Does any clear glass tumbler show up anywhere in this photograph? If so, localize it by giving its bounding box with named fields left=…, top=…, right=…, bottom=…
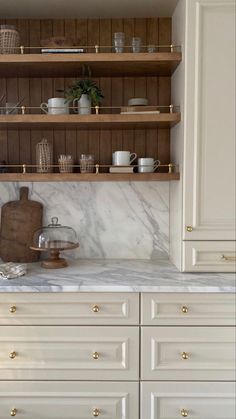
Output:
left=79, top=154, right=94, bottom=173
left=132, top=36, right=142, bottom=52
left=113, top=32, right=125, bottom=52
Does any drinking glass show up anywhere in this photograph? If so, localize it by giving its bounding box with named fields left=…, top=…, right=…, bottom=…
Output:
left=113, top=32, right=125, bottom=52
left=79, top=154, right=94, bottom=173
left=132, top=36, right=142, bottom=52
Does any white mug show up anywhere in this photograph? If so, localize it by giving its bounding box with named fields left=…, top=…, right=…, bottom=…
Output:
left=112, top=151, right=137, bottom=166
left=40, top=97, right=69, bottom=115
left=138, top=157, right=161, bottom=173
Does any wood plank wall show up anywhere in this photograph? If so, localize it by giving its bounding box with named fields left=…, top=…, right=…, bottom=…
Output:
left=0, top=18, right=171, bottom=172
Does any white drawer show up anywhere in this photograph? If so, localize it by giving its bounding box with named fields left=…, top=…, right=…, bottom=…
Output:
left=141, top=326, right=235, bottom=381
left=141, top=382, right=235, bottom=419
left=0, top=326, right=139, bottom=380
left=141, top=293, right=236, bottom=326
left=183, top=241, right=236, bottom=272
left=0, top=381, right=139, bottom=419
left=0, top=292, right=139, bottom=325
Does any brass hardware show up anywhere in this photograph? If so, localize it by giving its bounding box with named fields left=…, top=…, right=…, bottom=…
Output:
left=181, top=306, right=188, bottom=314
left=9, top=351, right=16, bottom=359
left=93, top=352, right=99, bottom=359
left=186, top=226, right=193, bottom=233
left=182, top=352, right=189, bottom=359
left=93, top=305, right=100, bottom=313
left=221, top=255, right=236, bottom=262
left=9, top=306, right=16, bottom=313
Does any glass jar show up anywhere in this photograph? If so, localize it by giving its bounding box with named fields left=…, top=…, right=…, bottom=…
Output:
left=79, top=154, right=94, bottom=173
left=36, top=138, right=53, bottom=173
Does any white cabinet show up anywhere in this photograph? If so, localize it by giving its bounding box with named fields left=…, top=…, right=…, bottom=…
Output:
left=141, top=293, right=236, bottom=326
left=140, top=293, right=236, bottom=419
left=0, top=326, right=139, bottom=380
left=141, top=326, right=235, bottom=381
left=0, top=292, right=139, bottom=325
left=0, top=293, right=235, bottom=419
left=141, top=382, right=235, bottom=419
left=183, top=0, right=236, bottom=240
left=0, top=381, right=139, bottom=419
left=170, top=0, right=236, bottom=272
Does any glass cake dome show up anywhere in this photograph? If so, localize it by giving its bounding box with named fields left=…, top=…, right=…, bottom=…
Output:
left=30, top=217, right=79, bottom=269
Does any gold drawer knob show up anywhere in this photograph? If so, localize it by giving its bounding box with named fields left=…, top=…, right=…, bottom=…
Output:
left=93, top=352, right=100, bottom=359
left=182, top=352, right=189, bottom=359
left=9, top=351, right=16, bottom=359
left=186, top=226, right=193, bottom=233
left=9, top=306, right=16, bottom=313
left=181, top=306, right=188, bottom=314
left=93, top=305, right=100, bottom=313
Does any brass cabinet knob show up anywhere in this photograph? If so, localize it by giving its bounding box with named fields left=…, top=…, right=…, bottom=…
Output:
left=186, top=226, right=193, bottom=233
left=182, top=352, right=189, bottom=359
left=181, top=306, right=188, bottom=314
left=9, top=351, right=16, bottom=359
left=9, top=306, right=16, bottom=313
left=93, top=352, right=99, bottom=359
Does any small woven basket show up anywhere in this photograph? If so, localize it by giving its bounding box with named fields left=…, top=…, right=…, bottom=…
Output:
left=0, top=28, right=20, bottom=54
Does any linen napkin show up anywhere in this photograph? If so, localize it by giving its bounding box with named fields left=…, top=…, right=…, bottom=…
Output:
left=0, top=262, right=27, bottom=279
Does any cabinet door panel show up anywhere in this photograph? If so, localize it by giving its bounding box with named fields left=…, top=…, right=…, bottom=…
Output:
left=0, top=326, right=139, bottom=380
left=0, top=292, right=139, bottom=325
left=183, top=0, right=236, bottom=240
left=141, top=382, right=235, bottom=419
left=141, top=293, right=236, bottom=326
left=183, top=241, right=236, bottom=272
left=141, top=327, right=235, bottom=381
left=0, top=381, right=139, bottom=419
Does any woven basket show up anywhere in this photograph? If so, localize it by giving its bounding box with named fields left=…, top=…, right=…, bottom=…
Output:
left=0, top=29, right=20, bottom=54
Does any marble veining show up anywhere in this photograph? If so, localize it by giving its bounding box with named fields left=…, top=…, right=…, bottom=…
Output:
left=0, top=259, right=236, bottom=293
left=0, top=182, right=169, bottom=259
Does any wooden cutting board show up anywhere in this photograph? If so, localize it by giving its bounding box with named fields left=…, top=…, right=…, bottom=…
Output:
left=0, top=187, right=43, bottom=262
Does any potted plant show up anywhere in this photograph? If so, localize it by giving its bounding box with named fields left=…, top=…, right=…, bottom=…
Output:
left=65, top=78, right=104, bottom=114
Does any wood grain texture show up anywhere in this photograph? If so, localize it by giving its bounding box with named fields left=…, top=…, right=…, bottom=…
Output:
left=0, top=18, right=175, bottom=172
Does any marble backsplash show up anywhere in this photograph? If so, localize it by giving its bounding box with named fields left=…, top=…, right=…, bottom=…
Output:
left=0, top=182, right=169, bottom=259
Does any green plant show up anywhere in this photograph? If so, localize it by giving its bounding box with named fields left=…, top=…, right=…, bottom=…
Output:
left=65, top=79, right=104, bottom=106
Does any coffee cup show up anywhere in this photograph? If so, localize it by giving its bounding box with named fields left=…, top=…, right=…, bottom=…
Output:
left=112, top=151, right=137, bottom=166
left=40, top=97, right=69, bottom=115
left=138, top=157, right=160, bottom=173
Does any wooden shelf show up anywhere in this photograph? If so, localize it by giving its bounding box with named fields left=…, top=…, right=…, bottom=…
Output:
left=0, top=52, right=182, bottom=78
left=0, top=113, right=181, bottom=130
left=0, top=173, right=180, bottom=182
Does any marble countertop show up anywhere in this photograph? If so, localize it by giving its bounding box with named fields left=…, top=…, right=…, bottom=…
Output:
left=0, top=259, right=236, bottom=293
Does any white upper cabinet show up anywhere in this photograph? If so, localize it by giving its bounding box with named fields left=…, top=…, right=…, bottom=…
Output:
left=183, top=0, right=235, bottom=240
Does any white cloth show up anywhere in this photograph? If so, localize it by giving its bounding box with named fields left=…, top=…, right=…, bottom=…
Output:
left=0, top=262, right=27, bottom=279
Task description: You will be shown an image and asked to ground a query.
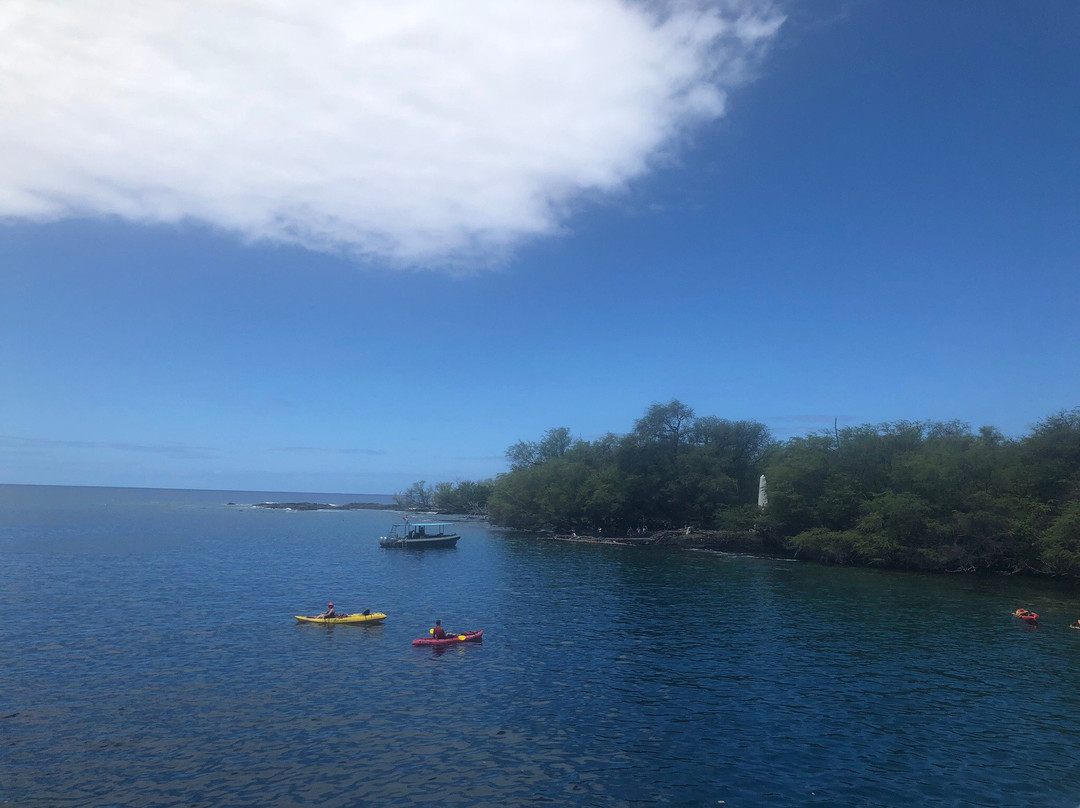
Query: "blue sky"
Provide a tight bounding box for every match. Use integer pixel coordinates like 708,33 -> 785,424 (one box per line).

> _Written instruction_: Rewrite all of the entries above, changing "bounding box" to "enclosing rectangle" wherever it appears and keeping everything else the same. Leave the pictures out.

> _Exercise result_:
Does any clear glass tumbler show up anywhere in this photograph? If so, localize it by giving its enclosing rectangle with named fields left=…, top=…, right=…, bottom=…
Output:
left=79, top=154, right=94, bottom=173
left=132, top=36, right=142, bottom=52
left=113, top=32, right=125, bottom=52
Does any drinking glass show up anywhere in this photograph? If so, localize it by giving its enclosing rectangle with named fields left=…, top=…, right=…, bottom=…
Output:
left=113, top=32, right=125, bottom=52
left=79, top=154, right=94, bottom=173
left=132, top=36, right=142, bottom=52
Does any white mug show up anywhere in this photograph? If so, localize it by giving its enclosing rectangle with named fields left=…, top=…, right=…, bottom=…
Output:
left=112, top=151, right=137, bottom=166
left=40, top=97, right=69, bottom=115
left=138, top=157, right=161, bottom=173
Does any wood plank wall show up anywhere in this photograph? If so, localize it by giving its enclosing rectangle with named fields left=…, top=…, right=…, bottom=…
Output:
left=0, top=18, right=171, bottom=172
Does any white drawer show up anywhere in this photograph? If so, localize it by giving its enclosing rectangle with named fields left=…, top=…, right=…, bottom=…
Output:
left=141, top=326, right=235, bottom=381
left=141, top=382, right=235, bottom=419
left=0, top=326, right=139, bottom=380
left=141, top=293, right=236, bottom=326
left=183, top=241, right=236, bottom=272
left=0, top=381, right=139, bottom=419
left=0, top=292, right=139, bottom=325
Does any brass hardware show up anywhere in this photograph? If so, localize it by giving its enclosing rectangle with named fields left=…, top=…, right=…, bottom=…
Output:
left=181, top=306, right=188, bottom=314
left=9, top=351, right=16, bottom=359
left=93, top=352, right=99, bottom=359
left=186, top=226, right=193, bottom=233
left=182, top=352, right=189, bottom=359
left=93, top=305, right=100, bottom=313
left=221, top=255, right=236, bottom=262
left=9, top=306, right=16, bottom=313
Does any glass jar show up anywhere in this photograph? If so, localize it by giving its enclosing rectangle with named fields left=…, top=…, right=…, bottom=…
Output:
left=79, top=154, right=94, bottom=173
left=36, top=138, right=53, bottom=173
Does any white cabinet show up anywhere in this photograph? If so, localize it by giving its enclosing rectangle with named fields left=…, top=…, right=…, bottom=…
Output:
left=141, top=293, right=236, bottom=326
left=140, top=293, right=236, bottom=419
left=0, top=326, right=139, bottom=380
left=141, top=326, right=235, bottom=381
left=0, top=292, right=139, bottom=325
left=0, top=293, right=235, bottom=419
left=141, top=382, right=235, bottom=419
left=183, top=0, right=236, bottom=240
left=0, top=381, right=139, bottom=419
left=170, top=0, right=236, bottom=272
Does any glass cake dome show up anywhere in this photograph? If so, localize it by giving its enclosing rectangle with named fields left=…, top=…, right=…, bottom=…
Output:
left=30, top=217, right=79, bottom=269
Does any gold drawer knob show up anywhere in this photograph? If so, localize it by giving its enclosing rectangle with named fields left=…, top=…, right=…, bottom=…
Output:
left=93, top=352, right=100, bottom=359
left=182, top=352, right=189, bottom=359
left=9, top=351, right=16, bottom=359
left=186, top=226, right=193, bottom=233
left=9, top=306, right=16, bottom=313
left=181, top=306, right=188, bottom=314
left=93, top=305, right=100, bottom=313
Does any brass cabinet knob show up anywhere in this photograph? If so, localize it by giving its enclosing rectangle with named fields left=…, top=…, right=…, bottom=…
Output:
left=186, top=226, right=193, bottom=233
left=182, top=352, right=189, bottom=359
left=181, top=306, right=188, bottom=314
left=9, top=351, right=16, bottom=359
left=9, top=306, right=16, bottom=313
left=93, top=352, right=99, bottom=359
Does any small woven basket show up anywhere in this photograph? If so, localize it by giving its enclosing rectangle with named fields left=…, top=…, right=…, bottom=…
Output:
left=0, top=28, right=20, bottom=54
Does any linen napkin show up anywhere in this photograph? If so, localize it by giving its enclosing rectangle with named fields left=…, top=…, right=…, bottom=…
Output:
left=0, top=262, right=27, bottom=279
Does any cabinet door panel show up anywhere in this photograph? If so, localize it by giving its enclosing rectangle with named fields left=…, top=…, right=…, bottom=…
Output:
left=0, top=326, right=139, bottom=380
left=0, top=292, right=139, bottom=325
left=183, top=0, right=236, bottom=240
left=141, top=382, right=235, bottom=419
left=141, top=293, right=236, bottom=326
left=183, top=241, right=236, bottom=272
left=141, top=327, right=235, bottom=381
left=0, top=381, right=139, bottom=419
Does any woven basket show up anywhere in this photograph? If so, localize it by giving its enclosing rectangle with named fields left=…, top=…, right=…, bottom=…
Output:
left=0, top=29, right=20, bottom=54
Does any marble veining show up anywhere in this photograph? If so, localize it by giving its enclosing rectangle with named fields left=…, top=…, right=…, bottom=…
Output:
left=0, top=259, right=236, bottom=293
left=0, top=182, right=169, bottom=259
Does any wooden cutting board show up anywhere in this photograph? If so, localize it by giving its enclosing rectangle with named fields left=…, top=…, right=…, bottom=…
Output:
left=0, top=187, right=43, bottom=262
Does any potted plant show up anywhere in this photograph? If so, localize it by giving its enclosing rectangle with named fields left=…, top=…, right=…, bottom=…
Output:
left=65, top=78, right=104, bottom=114
Does any wood grain texture show up anywhere in this photograph? If so, localize it by giving its enclosing rectangle with named fields left=…, top=…, right=…, bottom=…
Output:
left=0, top=18, right=175, bottom=172
Does any marble backsplash show up anywhere in this photograph? If so, localize it by giving its enclosing rectangle with named fields left=…, top=…, right=…, bottom=…
Output:
left=0, top=182, right=169, bottom=259
Does any green plant show up anywhere in this photograph? If so, localize it by giving its enclosing rectangle with named fields left=…, top=…, right=…, bottom=…
Output:
left=65, top=79, right=104, bottom=106
Does any coffee cup show up anywhere in this photograph? If so, localize it by giving its enclosing rectangle with named fields left=…, top=…, right=…, bottom=…
Output:
left=112, top=151, right=137, bottom=166
left=40, top=97, right=69, bottom=115
left=138, top=157, right=160, bottom=173
Does any wooden shelf show up anywhere in this photograph? If so, localize it by giving its enclosing rectangle with named fields left=…, top=…, right=…, bottom=…
Output:
left=0, top=52, right=182, bottom=78
left=0, top=113, right=181, bottom=130
left=0, top=173, right=180, bottom=182
Does any marble countertop show up anywhere in this photograph? If so, localize it by giving its enclosing rectangle with named fields left=…, top=…, right=…, bottom=…
Output:
left=0, top=259, right=236, bottom=293
Does any white upper cabinet show up anywhere in this photograph? If so, localize it by giving its enclosing rectangle with named fields left=…, top=…, right=…, bottom=…
Output:
left=183, top=0, right=235, bottom=240
Does any white cloth show up anywhere in this photograph? If so, localize it by giving its enclosing rectangle with named fields left=…, top=…, right=…, bottom=…
Output:
left=0, top=262, right=27, bottom=279
Task description: You will be shown an image and asked to ground a query.
Query: "blue sky"
Provide a tight enclosing rectangle for every match. Use integer pixel coordinates like 708,33 -> 785,424 (one box per line).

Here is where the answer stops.